> **Dati dell'esercizio**

= = = = =

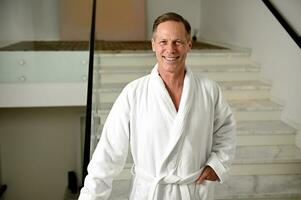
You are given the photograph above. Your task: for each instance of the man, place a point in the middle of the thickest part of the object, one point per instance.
(179, 129)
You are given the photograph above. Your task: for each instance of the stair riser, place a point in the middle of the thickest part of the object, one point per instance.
(281, 187)
(265, 169)
(253, 140)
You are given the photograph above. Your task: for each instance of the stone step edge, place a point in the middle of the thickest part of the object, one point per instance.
(260, 196)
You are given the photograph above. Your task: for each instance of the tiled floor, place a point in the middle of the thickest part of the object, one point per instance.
(84, 45)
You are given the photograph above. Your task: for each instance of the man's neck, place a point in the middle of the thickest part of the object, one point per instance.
(174, 84)
(173, 80)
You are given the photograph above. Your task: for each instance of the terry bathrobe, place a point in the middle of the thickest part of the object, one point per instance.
(169, 148)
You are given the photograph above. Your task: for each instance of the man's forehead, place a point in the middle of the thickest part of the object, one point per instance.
(170, 28)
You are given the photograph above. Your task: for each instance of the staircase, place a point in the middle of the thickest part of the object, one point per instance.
(267, 163)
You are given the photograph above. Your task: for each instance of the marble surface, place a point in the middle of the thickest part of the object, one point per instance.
(272, 127)
(252, 187)
(267, 154)
(254, 105)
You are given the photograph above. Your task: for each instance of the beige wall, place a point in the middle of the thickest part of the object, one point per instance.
(250, 24)
(38, 148)
(115, 19)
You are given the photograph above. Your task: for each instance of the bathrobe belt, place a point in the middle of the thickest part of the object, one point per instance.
(183, 182)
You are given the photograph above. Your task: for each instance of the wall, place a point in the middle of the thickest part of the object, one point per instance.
(28, 20)
(115, 20)
(290, 10)
(38, 148)
(250, 24)
(189, 9)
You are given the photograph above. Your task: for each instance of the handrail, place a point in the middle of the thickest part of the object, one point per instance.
(2, 189)
(283, 22)
(86, 158)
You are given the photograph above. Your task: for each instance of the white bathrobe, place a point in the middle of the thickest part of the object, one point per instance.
(169, 148)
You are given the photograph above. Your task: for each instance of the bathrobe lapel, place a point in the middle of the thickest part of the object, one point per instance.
(180, 117)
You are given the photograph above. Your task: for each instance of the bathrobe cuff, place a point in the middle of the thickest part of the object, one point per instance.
(218, 167)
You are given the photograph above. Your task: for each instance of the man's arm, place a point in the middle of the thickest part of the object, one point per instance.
(110, 154)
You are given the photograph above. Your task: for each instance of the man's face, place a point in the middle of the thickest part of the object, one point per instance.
(171, 45)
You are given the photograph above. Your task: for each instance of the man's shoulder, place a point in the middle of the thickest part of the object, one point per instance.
(137, 83)
(202, 80)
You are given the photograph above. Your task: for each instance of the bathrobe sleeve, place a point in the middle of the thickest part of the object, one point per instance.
(224, 136)
(111, 152)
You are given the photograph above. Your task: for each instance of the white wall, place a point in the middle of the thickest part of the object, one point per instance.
(290, 10)
(29, 20)
(38, 148)
(250, 24)
(189, 9)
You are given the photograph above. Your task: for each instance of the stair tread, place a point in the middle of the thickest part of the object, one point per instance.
(263, 187)
(195, 68)
(273, 127)
(236, 105)
(225, 85)
(254, 105)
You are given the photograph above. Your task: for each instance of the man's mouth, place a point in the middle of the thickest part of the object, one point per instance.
(171, 59)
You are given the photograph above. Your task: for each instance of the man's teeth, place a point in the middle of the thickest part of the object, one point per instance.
(170, 59)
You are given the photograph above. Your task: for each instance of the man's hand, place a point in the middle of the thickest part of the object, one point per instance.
(207, 174)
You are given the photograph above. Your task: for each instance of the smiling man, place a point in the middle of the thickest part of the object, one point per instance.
(179, 128)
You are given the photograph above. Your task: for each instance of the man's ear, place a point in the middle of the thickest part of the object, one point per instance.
(190, 44)
(153, 44)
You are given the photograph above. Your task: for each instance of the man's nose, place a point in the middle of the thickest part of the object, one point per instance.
(171, 47)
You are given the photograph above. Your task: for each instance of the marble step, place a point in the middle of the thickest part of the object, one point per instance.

= = = = =

> **Cosa si chiede**
Aggiorna tutte le righe qui sopra, mettendo "image" al posto di "photograph" e lasciando invariato tutto il resto. Nella risposta non includere le immagini.

> **Risposta attesa**
You are given the image above. Your task: for each instance of the man, place a point in the middle of the thickest part of the object, one point per instance.
(179, 129)
You are given the image above. Your task: for each instance of the stair riser, place a point in the middle of the thickest part of the object, one point per instance.
(281, 187)
(265, 169)
(253, 140)
You are given the image above. Your task: for each instance of the stone step edge, place a point in the middle of the thickest part of the object, one point per instance.
(260, 196)
You are given the image above. Your task: for each instance of the tiled floor, place a point in the middle of the thickest part of the object, one point per instance.
(84, 45)
You are given the image above. Your task: for each instance of the man's neck, place a point in the middle of the thickest part of the object, one point per instance.
(174, 84)
(173, 80)
You are given the image above. Your task: for each instance of the terry bathrobe, place a point in the middle of the thickest part of the object, one point per instance.
(169, 148)
You are given the image above. Your task: for each instance of the man's forehead, place a point in the middle of the thickest part of the object, one point per instance.
(170, 28)
You are given the image above. Your task: for each instance of the staircase, place a point in the middle of the thickest part of the object, one point per instance.
(267, 163)
You are given the image above. Your task: for each instance of the marble surface, place a point in the middle of the thickest part of the object, one point per instance.
(272, 127)
(252, 187)
(267, 154)
(254, 105)
You are given the image above. Your task: for each instance of the beige wall, place a point in the middle of the thickest part of the object, one point per instance.
(250, 24)
(38, 148)
(115, 19)
You are given the image above. Your task: for each instance of the bathrobe belt, place a point in the middle of the thickest part of the object, one point per instance.
(183, 182)
You are given the image above. Your task: for each instance of the wall, place a point in the middle of the thickest part of the object, one point per instance.
(28, 20)
(115, 20)
(290, 10)
(38, 148)
(250, 24)
(189, 9)
You are given the image above. Your task: for each instance of the handrail, place a point in the middle of the thickest part of the object, one point per instance.
(2, 189)
(283, 22)
(86, 158)
You are given the image above. Your task: for each instance of the white bathrobe, place a point in the middle of the thickest part of the object, one point per instance.
(169, 148)
You are given the image above. Your task: for each instance of the bathrobe lapel, place a point in the middle of the thickest part of the object, one point per instance.
(180, 117)
You are given the image above. Your task: for each instance of the bathrobe cuff, place a point in the middle of the thickest part of the object, one point per instance.
(218, 167)
You are given the image above. Your task: for each instance of the man's arm, place a point in the middle of the thickest part of the object, one point per instance.
(110, 154)
You are given the image above. Your task: for each instance of the man's face, place a point in the middle of the thickest part of the object, one point per instance.
(171, 45)
You are given the image above. Your task: for each instance of the man's shoulder, place a point in the middle of the thickest part of the object, one point per instance.
(137, 83)
(202, 80)
You are given the image above. Your task: for each instance of the bathrobe sleeve, place a point in the middle of the thickest part of the object, one point per instance.
(224, 136)
(111, 152)
You are given the image above. Your task: for each instance of the white wall, place a point in the middle of the thickest part of the object, one point per instance.
(290, 10)
(29, 20)
(38, 148)
(250, 24)
(189, 9)
You are given the image above. Your task: for each instance of the stair tread, place a point in the middle of the thickest part of the object, one point per instance.
(263, 187)
(195, 68)
(273, 127)
(236, 105)
(225, 85)
(254, 105)
You are given the image above. Your task: for each instance of the man's mouth, place a point in the middle of the thickest part of the object, one point per instance.
(171, 59)
You are given the image above. Your task: for each instance of the man's teeth, place a point in the middle of the thickest part of the object, one point per instance.
(170, 59)
You are given the image above. Your task: for each instance of the man's hand, place a point in the middle of the thickest part of the object, one point per instance.
(207, 174)
You are given the image above. Your task: for each instance of the smiling man, place a point in the middle of the thickest part of the object, one point per instance.
(179, 128)
You are given the image above. Your task: for each instance of the man's ear, place a point in the middle of the thickest part of the object, one point per instance.
(190, 44)
(153, 44)
You are given the image above. Your task: for each instance of the man's nose, place a point in the middle of the thickest part of the object, one point per instance.
(171, 47)
You are given the image above. Your task: for each instance of the marble step, place a point in the middle of the thickest part of the object, one point per instance.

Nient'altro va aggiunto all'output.